:: Required work ::
Present the lines below as a numbered list, omitting any blank lines.

:: Given entries ::

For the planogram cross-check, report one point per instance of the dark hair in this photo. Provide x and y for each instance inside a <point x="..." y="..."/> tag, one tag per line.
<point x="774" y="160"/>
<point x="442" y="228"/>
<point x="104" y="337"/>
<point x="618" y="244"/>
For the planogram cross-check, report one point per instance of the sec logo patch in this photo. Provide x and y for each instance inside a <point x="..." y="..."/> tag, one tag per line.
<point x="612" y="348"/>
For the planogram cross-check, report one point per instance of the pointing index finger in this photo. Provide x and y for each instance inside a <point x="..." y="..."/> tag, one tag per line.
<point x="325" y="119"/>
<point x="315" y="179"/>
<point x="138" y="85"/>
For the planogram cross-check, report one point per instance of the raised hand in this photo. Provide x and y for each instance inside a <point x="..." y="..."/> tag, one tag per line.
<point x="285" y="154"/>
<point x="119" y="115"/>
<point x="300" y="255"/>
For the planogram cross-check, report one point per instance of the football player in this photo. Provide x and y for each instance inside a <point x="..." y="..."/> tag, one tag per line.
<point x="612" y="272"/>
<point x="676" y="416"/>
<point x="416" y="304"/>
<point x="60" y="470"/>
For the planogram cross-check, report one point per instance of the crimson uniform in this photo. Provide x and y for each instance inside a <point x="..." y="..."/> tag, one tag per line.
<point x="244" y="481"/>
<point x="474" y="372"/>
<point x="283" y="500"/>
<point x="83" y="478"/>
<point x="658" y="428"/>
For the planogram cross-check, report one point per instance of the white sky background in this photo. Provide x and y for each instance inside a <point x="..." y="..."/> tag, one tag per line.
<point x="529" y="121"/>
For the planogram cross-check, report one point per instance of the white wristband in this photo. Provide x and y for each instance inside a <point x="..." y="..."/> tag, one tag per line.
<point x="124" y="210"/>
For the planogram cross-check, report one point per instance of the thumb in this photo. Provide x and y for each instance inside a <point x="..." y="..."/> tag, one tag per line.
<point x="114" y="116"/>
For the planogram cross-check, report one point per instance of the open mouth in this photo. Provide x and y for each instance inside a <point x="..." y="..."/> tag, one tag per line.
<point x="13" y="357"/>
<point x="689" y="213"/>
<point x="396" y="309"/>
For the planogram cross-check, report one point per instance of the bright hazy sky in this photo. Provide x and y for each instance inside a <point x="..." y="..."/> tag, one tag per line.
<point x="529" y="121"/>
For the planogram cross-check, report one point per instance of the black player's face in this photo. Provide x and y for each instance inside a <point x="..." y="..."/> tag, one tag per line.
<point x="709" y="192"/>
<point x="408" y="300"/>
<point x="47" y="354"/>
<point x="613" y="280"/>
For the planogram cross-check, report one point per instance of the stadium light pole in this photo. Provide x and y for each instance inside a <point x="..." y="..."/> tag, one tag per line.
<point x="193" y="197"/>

:: Response to the exercise ::
1. For the planogram cross-check, report one point per instance of the dark hair in this photo. Provide x and y for each instance inside a <point x="..." y="..."/> tag, one tag per line.
2. <point x="774" y="160"/>
3. <point x="442" y="228"/>
4. <point x="104" y="337"/>
5. <point x="618" y="244"/>
6. For the planogram cross-check, report one point per instance of the sec logo patch in this photo. Provide x and y for each instance inside a <point x="..." y="..."/> tag, one tag per line.
7. <point x="612" y="348"/>
8. For the planogram cross-check, report one point per instance of the pointing index finger in this photo. Provide x and y for each instance inside a <point x="..." y="..."/> tag, one tag per line.
9. <point x="325" y="119"/>
10. <point x="315" y="179"/>
11. <point x="138" y="85"/>
12. For the planogram cross-check, report one point per instance of the raised hand in this photo. Provide x and y for each instance inside a <point x="..." y="..."/> tag, one tag per line.
13. <point x="285" y="154"/>
14. <point x="119" y="115"/>
15. <point x="300" y="255"/>
16. For the planogram cross-check, report one point per instance of the football player in this photo. Provide x and y for each instance inside a <point x="..." y="..."/> tag, one tag per line.
17. <point x="612" y="272"/>
18. <point x="676" y="416"/>
19. <point x="416" y="304"/>
20. <point x="60" y="470"/>
21. For the planogram cross-check, report one point per instance of the crimson uniform in this photo. Provide x and y for each instance inside a <point x="..." y="..."/> tag, one tag per line.
22. <point x="244" y="481"/>
23. <point x="474" y="372"/>
24. <point x="283" y="500"/>
25. <point x="83" y="478"/>
26. <point x="658" y="428"/>
27. For the planogram cross-check, report one point per instance of the white sky background in this photo. Provide x and y for each instance inside a <point x="..." y="..."/> tag, one tag per line.
28. <point x="529" y="121"/>
29. For the planogram cross-check, report one point per instance of the white wristband in this photo. Provide x and y for each instance inside a <point x="..." y="..."/> tag, one tag per line.
30. <point x="124" y="210"/>
31. For the planogram cross-check, report one point per instance of the thumb in this photo. Provide x and y for each instance inside a <point x="..." y="..."/> tag, one tag per line.
32. <point x="114" y="116"/>
33. For the planogram cross-check, report one point per instance of the open mouth in this photo. Provide x and y for each instance inside a <point x="..." y="..."/> tag, one tag per line.
34. <point x="13" y="357"/>
35. <point x="689" y="213"/>
36. <point x="396" y="309"/>
37. For the planogram cross-check, report one point per instance of the bright hazy sky in this photo. Provide x and y for each instance inside a <point x="..." y="..."/> tag, one tag per line.
38. <point x="529" y="121"/>
39. For the planogram cross-check, report one point per instance of the black player's face in this photo. Provide x and y for each instance inside a <point x="..." y="..."/> tag, one tag per line.
40. <point x="709" y="192"/>
41. <point x="408" y="300"/>
42. <point x="47" y="354"/>
43. <point x="613" y="280"/>
44. For the planogram cross-check, report one point per instance of the stadium light pole in this photo. Provide x and y for each instance inside a <point x="..." y="..."/> tag, one tag per line.
45. <point x="193" y="197"/>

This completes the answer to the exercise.